Text block:
■ ■ ■ ■ ■
Changes in Competition Policy and Law at the Global Level

Economic Development Institute of the World Bank First International Training Program Competition Policy

Washington, D.C.

Debra A. Valentine, Former General Counsel

* The views expressed here are those of the author, and not necessarily of the Federal Trade Commission or any Commissioner.


We know that cross-border trade is increasing rapidly; that foreign direct investment is growing even more exponentially; that trade and investment barriers are falling and that at least some markets are globalizing. This does not mean that all markets are global -- the market for restaurants or dry cleaning services in Washington DC is never likely to be very broad. But we are increasingly seeing business transactions and activities that simultaneously affect consumers in your country and mine.
■ ■ ■ ■ ■
What to work on:
A) In the competition policy text, put "Training Seminar" in place of "Training Program" and write out again the part that opens with the words containing "Changes in Competition" and closes with "or any Commissioner.".
B) Besides restaurants, what market in Washington DC does the competition policy text say is never likely to be very broad?

Supplied information:
■ ■ ■ ■ ■
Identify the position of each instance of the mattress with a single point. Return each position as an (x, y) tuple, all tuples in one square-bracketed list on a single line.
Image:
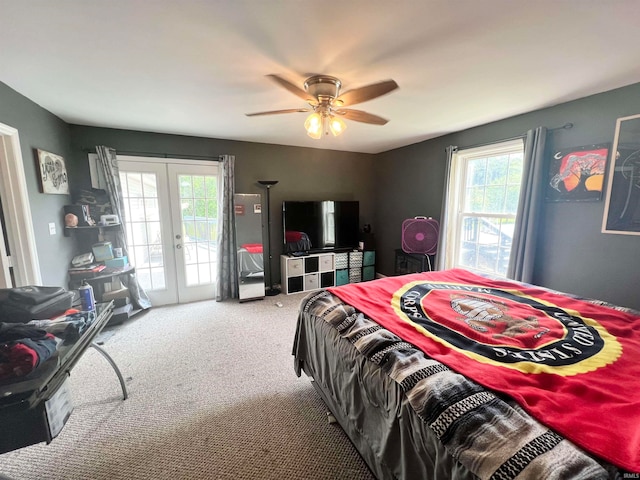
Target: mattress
[(434, 422)]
■ ■ ■ ■ ■
Solutions to each task:
A)
Changes in Competition Policy and Law at the Global Level

Economic Development Institute of the World Bank First International Training Seminar Competition Policy

Washington, D.C.

Debra A. Valentine, Former General Counsel

* The views expressed here are those of the author, and not necessarily of the Federal Trade Commission or any Commissioner.

B) The market for dry cleaning services.